WHAT YOU HAVE TO DO
Copy out the lines below word for word, leaving each one unchanged and in the same order.
start DATASET EXTRACT
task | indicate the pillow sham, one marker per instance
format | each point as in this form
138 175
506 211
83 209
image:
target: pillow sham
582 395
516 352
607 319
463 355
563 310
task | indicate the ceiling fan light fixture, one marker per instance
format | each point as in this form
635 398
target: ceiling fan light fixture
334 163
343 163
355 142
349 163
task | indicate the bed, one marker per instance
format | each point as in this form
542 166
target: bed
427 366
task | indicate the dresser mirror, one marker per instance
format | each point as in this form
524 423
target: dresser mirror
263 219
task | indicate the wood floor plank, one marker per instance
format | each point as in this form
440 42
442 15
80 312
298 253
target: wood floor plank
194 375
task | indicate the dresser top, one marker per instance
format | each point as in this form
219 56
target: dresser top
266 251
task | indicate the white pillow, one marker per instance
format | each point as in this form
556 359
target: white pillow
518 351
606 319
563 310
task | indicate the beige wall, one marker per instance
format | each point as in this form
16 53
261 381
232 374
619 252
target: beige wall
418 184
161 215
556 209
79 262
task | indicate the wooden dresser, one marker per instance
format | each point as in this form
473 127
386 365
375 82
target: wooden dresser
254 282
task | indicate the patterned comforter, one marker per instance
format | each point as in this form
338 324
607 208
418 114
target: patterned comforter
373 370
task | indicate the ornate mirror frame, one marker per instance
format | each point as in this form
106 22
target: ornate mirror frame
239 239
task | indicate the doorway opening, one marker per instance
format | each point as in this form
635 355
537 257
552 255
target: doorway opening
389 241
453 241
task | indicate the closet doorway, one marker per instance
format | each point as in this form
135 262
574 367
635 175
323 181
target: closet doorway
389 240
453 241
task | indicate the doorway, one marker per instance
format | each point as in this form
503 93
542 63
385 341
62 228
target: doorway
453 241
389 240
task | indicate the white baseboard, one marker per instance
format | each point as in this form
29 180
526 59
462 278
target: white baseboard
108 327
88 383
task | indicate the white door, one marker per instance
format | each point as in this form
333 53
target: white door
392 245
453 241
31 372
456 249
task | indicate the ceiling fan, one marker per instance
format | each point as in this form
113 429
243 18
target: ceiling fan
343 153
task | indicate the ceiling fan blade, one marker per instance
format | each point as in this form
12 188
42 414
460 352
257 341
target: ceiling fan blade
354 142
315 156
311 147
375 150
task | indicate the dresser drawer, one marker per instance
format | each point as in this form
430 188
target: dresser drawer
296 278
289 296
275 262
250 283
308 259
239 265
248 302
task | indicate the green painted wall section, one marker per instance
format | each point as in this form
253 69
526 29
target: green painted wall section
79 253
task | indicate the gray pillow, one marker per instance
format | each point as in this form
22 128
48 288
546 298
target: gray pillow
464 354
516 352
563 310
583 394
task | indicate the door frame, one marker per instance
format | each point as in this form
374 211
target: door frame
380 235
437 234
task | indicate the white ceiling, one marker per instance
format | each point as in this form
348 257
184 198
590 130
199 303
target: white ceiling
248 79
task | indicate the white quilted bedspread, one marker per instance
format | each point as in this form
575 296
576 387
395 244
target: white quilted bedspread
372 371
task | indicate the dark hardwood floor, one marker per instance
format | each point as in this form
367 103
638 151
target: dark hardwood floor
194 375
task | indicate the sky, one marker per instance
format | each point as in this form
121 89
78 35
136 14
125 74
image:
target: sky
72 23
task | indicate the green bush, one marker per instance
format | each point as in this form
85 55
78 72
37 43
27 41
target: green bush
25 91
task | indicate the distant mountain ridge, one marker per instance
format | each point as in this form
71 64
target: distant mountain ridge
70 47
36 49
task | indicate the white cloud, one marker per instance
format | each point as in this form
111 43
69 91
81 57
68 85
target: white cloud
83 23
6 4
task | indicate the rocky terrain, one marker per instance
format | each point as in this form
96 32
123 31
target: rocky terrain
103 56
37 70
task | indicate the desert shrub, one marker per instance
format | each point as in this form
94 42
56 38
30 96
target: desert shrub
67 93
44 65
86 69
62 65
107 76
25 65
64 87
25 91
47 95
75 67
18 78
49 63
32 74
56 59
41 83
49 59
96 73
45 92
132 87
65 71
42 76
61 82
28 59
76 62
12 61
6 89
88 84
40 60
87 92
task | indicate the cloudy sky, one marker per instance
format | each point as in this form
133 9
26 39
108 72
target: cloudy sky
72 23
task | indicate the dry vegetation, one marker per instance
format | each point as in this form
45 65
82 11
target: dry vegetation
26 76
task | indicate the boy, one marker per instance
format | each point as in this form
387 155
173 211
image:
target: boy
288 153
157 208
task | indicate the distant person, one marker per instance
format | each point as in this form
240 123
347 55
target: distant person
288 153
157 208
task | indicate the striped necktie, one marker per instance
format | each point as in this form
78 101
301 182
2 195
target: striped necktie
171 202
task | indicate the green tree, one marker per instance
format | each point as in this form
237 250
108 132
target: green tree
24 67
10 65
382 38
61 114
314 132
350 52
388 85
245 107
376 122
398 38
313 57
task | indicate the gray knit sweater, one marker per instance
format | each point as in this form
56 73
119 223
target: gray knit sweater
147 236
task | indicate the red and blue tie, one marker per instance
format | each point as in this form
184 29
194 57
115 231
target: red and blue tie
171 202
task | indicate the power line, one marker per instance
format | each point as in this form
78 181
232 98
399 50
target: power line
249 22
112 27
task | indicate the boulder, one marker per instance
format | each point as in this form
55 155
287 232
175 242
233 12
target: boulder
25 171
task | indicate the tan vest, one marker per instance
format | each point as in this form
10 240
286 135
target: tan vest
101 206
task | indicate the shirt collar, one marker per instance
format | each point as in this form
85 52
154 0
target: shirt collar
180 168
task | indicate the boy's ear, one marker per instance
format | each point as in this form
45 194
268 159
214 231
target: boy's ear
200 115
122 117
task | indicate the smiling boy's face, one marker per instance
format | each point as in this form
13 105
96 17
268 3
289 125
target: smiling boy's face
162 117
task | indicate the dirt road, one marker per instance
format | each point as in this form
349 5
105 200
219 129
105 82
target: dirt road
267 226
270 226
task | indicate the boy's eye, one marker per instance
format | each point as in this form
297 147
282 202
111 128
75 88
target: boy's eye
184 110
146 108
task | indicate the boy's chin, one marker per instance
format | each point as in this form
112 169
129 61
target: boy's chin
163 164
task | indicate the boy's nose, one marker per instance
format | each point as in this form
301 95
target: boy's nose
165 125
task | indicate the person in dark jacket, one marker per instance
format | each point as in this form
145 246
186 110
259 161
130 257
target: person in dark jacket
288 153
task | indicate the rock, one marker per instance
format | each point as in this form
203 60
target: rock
end DATASET EXTRACT
SOLUTION BELOW
task | indicate the pillow sham, one marker per instance
format | each point as in this form
138 175
506 211
83 209
image:
target: pillow sham
582 395
516 352
607 319
463 355
563 310
task | indicate the ceiling fan light fixture, one marker per instance
format | each point as in this form
635 398
target: ceiling fan light fixture
334 163
343 163
355 142
349 163
task | indicate the bed, one marker per instance
format | each point as in this form
542 166
target: bed
427 366
task | indicate the dresser mirror, one marker per instance
format | each point as in this form
524 423
target: dresser mirror
263 219
task | indicate the wood floor plank, one marker per instance
format | each point as in this form
440 42
442 15
80 312
298 253
target: wood floor plank
194 375
task | indicate the dresser top, one marker per instance
format | each point as in this form
219 56
target: dresser top
266 251
task | indicate the white pillow, one marker per instance
format | each point as in this form
556 359
target: white pillow
518 351
606 319
563 310
task | indicate the beige wall, one marker per instance
format | each point as in this form
16 53
261 381
232 374
619 252
target: beige wall
418 184
161 215
556 209
79 262
task | indicate the wooden dresser, one marker per instance
format | each point as in this form
473 127
386 365
375 82
target: wooden dresser
254 282
task | indicate the patterned comforter, one marker per instance
format | each point as in this form
338 324
607 208
418 114
target: patterned comforter
373 370
task | indicate the ornate mirror frame, one marker per instance
format | each point as in this form
106 22
target: ornate mirror frame
239 239
task | indicate the doorway opening, one marker per instance
format | each point as in this form
635 355
537 257
552 255
target: doorway opening
389 241
453 241
task | indicate the closet doorway, one marker per instance
format | each point as in this form
135 262
574 367
635 175
323 181
target: closet doorway
389 240
453 241
task | indicate the doorway, one marker per instance
format | each point as in this form
503 93
542 63
385 341
62 228
target: doorway
453 241
389 240
task | indicate the white baseboard, one marker per instance
format | each point as in this form
29 180
526 59
462 278
target: white baseboard
108 327
88 383
task | indicate the white door, one marker per instance
format | each point as in this form
333 53
target: white door
392 245
453 241
31 372
456 249
task | indicate the ceiling fan, one marker per instance
format | each point as in this form
113 429
243 18
target: ceiling fan
343 153
task | indicate the ceiling fan blade, one marker per instance
format | each point as in this form
12 188
42 414
460 352
257 341
target: ceiling fan blade
354 142
315 156
311 147
375 150
task | indicate the dresser drawer, one marker per instance
format | each point as in this form
430 188
target: dresser drawer
296 278
289 296
275 262
250 283
308 259
239 265
248 302
task | indicate the green painted wall section, one marker per instance
format | each point as in this form
253 69
526 29
target: green painted wall section
79 253
task | indicate the gray pillow, one marker per instance
format | each point as in this form
22 128
48 288
546 298
target: gray pillow
464 354
516 352
563 310
583 394
task | indicate the door frame, one marker per instance
format | each point as in this form
374 211
target: door frame
380 235
437 234
task | indicate the white ceiling, one marker per instance
format | each point as in this form
348 257
184 198
590 130
199 303
target: white ceiling
248 79
task | indicate the white quilted bedspread, one marker per instance
format | each point as in this form
575 296
576 387
395 244
target: white quilted bedspread
372 371
task | indicate the dark hardwood floor, one marker per instance
format | each point as in this form
367 103
638 151
target: dark hardwood floor
194 375
task | indicate the sky, one marker per instance
format | each point as in this form
121 89
78 35
136 14
125 74
image:
target: sky
72 23
task | indicate the green bush, one marker per instance
format | each point as in this form
85 55
78 72
37 43
27 41
target: green bush
25 91
task | indicate the distant mountain ridge, one marker per instance
format | each point as in this form
71 64
target: distant mountain ridge
70 47
36 49
task | indicate the white cloud, one marker per instance
format | each point as in this form
111 43
69 91
81 57
68 85
target: white cloud
83 23
6 4
task | indicate the rocky terrain, one marker per instance
format | each point as in this form
96 32
123 31
target: rocky terrain
103 56
37 70
task | indicate the desert shrub, one marker per instance
format | each point as in this form
94 42
56 38
30 96
target: desert shrub
67 93
44 65
86 69
62 65
107 76
25 65
64 87
25 91
47 95
75 67
18 78
49 63
32 74
56 59
41 83
49 59
96 73
45 92
132 87
65 71
42 76
61 82
28 59
76 62
12 61
6 89
88 84
40 60
87 92
task | indicate the cloudy sky, one marker per instance
format | each point as in this form
133 9
26 39
108 72
target: cloudy sky
72 23
task | indicate the dry vegetation, one marker per instance
format | each point as in this form
45 65
82 11
target: dry vegetation
26 76
task | indicate the boy, one marker per instance
format | each point as in this form
387 155
173 211
image:
target: boy
288 153
157 208
task | indicate the distant person, one marker per instance
format | each point as in this form
240 123
347 55
target: distant person
288 153
157 208
task | indicate the striped necktie, one marker per instance
format | each point as in this form
78 101
301 182
2 195
target: striped necktie
171 202
task | indicate the green tree, one marker per instance
format | each point as in this form
237 250
108 132
target: green tree
24 67
10 65
382 38
61 114
314 132
350 52
388 85
245 107
376 122
398 38
313 57
task | indicate the gray knit sweater, one marker per instance
format | each point as in this form
56 73
119 223
target: gray knit sweater
147 236
task | indicate the red and blue tie, one marker per instance
format | each point as in this form
184 29
194 57
115 231
target: red and blue tie
171 202
task | indicate the power line, one marker per instance
format | each point as in this form
78 181
232 98
399 50
target: power line
249 22
112 27
task | indicate the boulder, one marker per instance
format | each point as in this form
55 155
287 232
175 242
233 12
target: boulder
25 171
task | indicate the tan vest, one marker per instance
format | each point as in this form
10 240
286 135
target: tan vest
101 206
task | indicate the shirt collar, one marker per instance
format | each point as in this form
85 52
154 0
target: shirt collar
180 168
task | indicate the boy's ear, one marker per instance
format | each point as in this form
45 194
268 159
214 231
target: boy's ear
200 115
122 117
task | indicate the smiling boy's face, one marker per instance
format | each point as in this form
13 105
96 17
268 3
289 125
target: smiling boy's face
162 117
task | indicate the dirt road, one marker per instance
format | each point as in this form
349 5
105 200
219 129
105 82
target: dirt road
267 226
270 226
task | indicate the boy's eye, one marker per instance
format | each point as in this form
297 147
282 202
111 128
75 88
target: boy's eye
184 110
146 108
task | indicate the boy's chin, one marker per instance
format | each point as in this form
112 169
129 61
target: boy's chin
163 164
task | indicate the boy's nose, one marker per instance
format | each point as in this form
301 95
target: boy's nose
165 125
task | indicate the person in dark jacket, one marker per instance
format | each point as in this form
145 246
186 110
259 161
130 257
target: person in dark jacket
288 153
task | indicate the rock, one marker per instance
format | each point as in this form
203 60
target: rock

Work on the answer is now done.